→ SOURCE PASSAGE:
— Start —

The Pope conferred on him the title "apostolic missionary" and
graciously blessed a small ivory cross that Louis Marie presented to him
and that he would later attach to his pilgrims staff.
f. Vincent-Francis Desmaretz, Bishop of Saint-Malo (d. 1739).
In 1707, after a short missionary experience with Dom Leuduger, Louis
Marie withdrew to the Saint-Lazare hermitage near the town of his birth.
Bishop Desmaretz of Saint-Malo, known for his Jansenist sympathies,
listened to the rumors circulating about the apostolate of the reclusive
priest. It was said that Montfort opposed an exaggerated sense of
autonomy on the part of the local clergy, and had spoken against the
canons of the Cathedral, etc. Louis Marie was therefore forbidden any
form of ministry in the diocese of Saint-Malo.
When he was ready to withdraw, there was a dramatic turn of events.

— End —

→ EXTRACTED MATERIAL:
— Start —

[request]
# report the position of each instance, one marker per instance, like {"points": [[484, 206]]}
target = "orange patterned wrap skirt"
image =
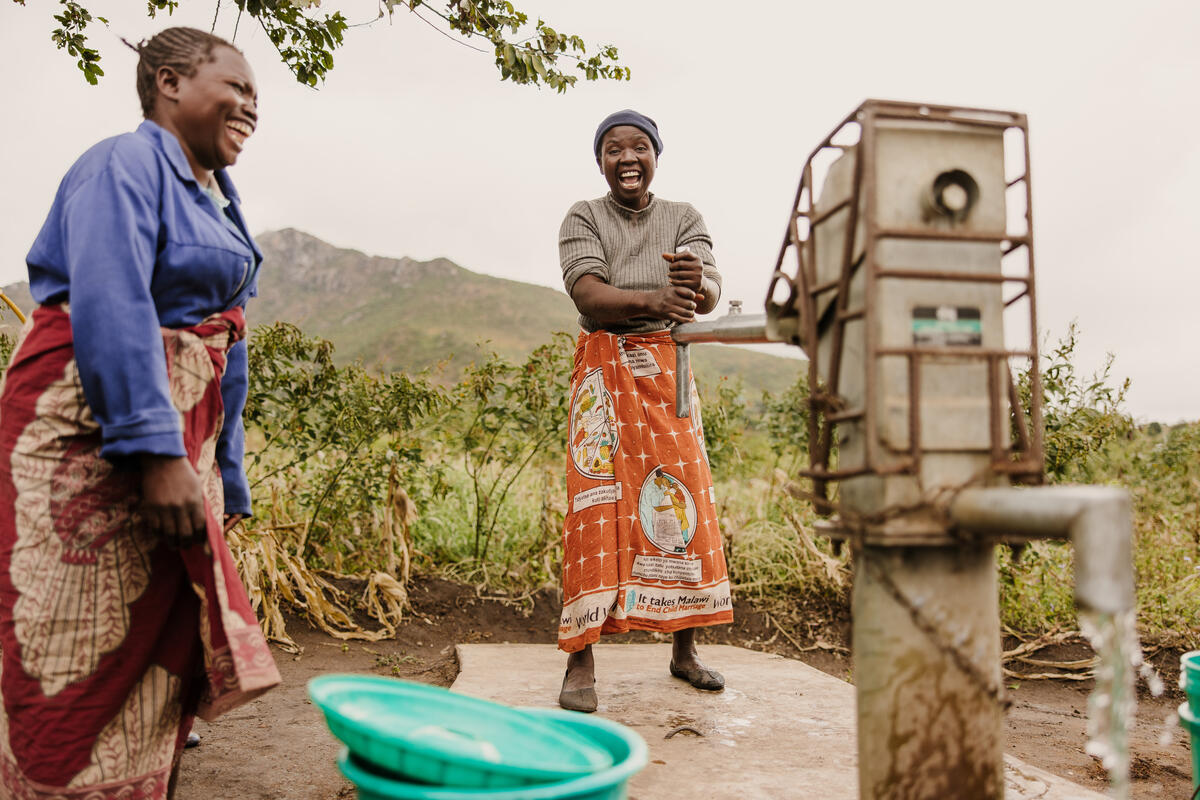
{"points": [[111, 642], [641, 542]]}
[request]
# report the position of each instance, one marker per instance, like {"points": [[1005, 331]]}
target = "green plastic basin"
{"points": [[432, 735], [1189, 679], [1192, 725], [627, 750]]}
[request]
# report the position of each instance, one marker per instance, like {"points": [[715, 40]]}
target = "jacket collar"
{"points": [[168, 145]]}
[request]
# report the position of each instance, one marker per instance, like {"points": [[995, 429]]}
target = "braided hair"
{"points": [[183, 49]]}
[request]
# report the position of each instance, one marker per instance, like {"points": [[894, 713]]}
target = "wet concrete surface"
{"points": [[780, 729]]}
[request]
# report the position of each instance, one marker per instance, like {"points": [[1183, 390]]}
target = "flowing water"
{"points": [[1113, 704]]}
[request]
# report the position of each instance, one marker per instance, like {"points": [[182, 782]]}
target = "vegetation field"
{"points": [[376, 476]]}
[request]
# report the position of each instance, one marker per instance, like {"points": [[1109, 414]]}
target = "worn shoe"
{"points": [[700, 677], [579, 699]]}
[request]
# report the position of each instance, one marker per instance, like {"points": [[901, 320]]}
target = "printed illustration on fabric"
{"points": [[593, 427], [666, 511]]}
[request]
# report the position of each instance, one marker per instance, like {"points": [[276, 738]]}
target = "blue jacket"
{"points": [[133, 244]]}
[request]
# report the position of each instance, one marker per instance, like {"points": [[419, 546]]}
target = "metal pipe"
{"points": [[1098, 519], [731, 329], [683, 386]]}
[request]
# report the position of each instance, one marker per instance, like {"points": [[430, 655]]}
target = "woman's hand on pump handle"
{"points": [[677, 304], [173, 500], [684, 269]]}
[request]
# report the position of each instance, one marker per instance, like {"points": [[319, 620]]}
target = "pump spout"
{"points": [[1098, 519]]}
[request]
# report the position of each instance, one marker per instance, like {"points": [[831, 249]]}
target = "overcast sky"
{"points": [[414, 148]]}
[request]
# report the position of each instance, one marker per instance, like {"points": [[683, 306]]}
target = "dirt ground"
{"points": [[277, 747]]}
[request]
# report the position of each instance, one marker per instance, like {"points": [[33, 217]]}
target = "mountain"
{"points": [[406, 314]]}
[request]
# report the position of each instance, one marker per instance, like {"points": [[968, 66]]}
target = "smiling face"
{"points": [[628, 162], [211, 112]]}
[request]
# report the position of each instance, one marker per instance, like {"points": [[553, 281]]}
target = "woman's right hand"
{"points": [[173, 500], [677, 304]]}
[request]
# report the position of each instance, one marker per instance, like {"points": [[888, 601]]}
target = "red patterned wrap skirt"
{"points": [[641, 542], [111, 641]]}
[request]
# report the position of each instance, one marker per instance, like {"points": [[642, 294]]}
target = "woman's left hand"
{"points": [[684, 270]]}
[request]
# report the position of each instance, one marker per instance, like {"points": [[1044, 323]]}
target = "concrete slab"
{"points": [[780, 729]]}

— End —

→ SET OF TASKS:
A. According to the passage about Louis Marie, what title did the Pope give him?
B. Pull out each line of the rows that holds the word "hand". Case counts.

→ ANSWERS FOR THIS EXERCISE:
A. The title "apostolic missionary."

B.
target = "woman's hand on pump handle"
target = "woman's right hand"
target = "woman's left hand"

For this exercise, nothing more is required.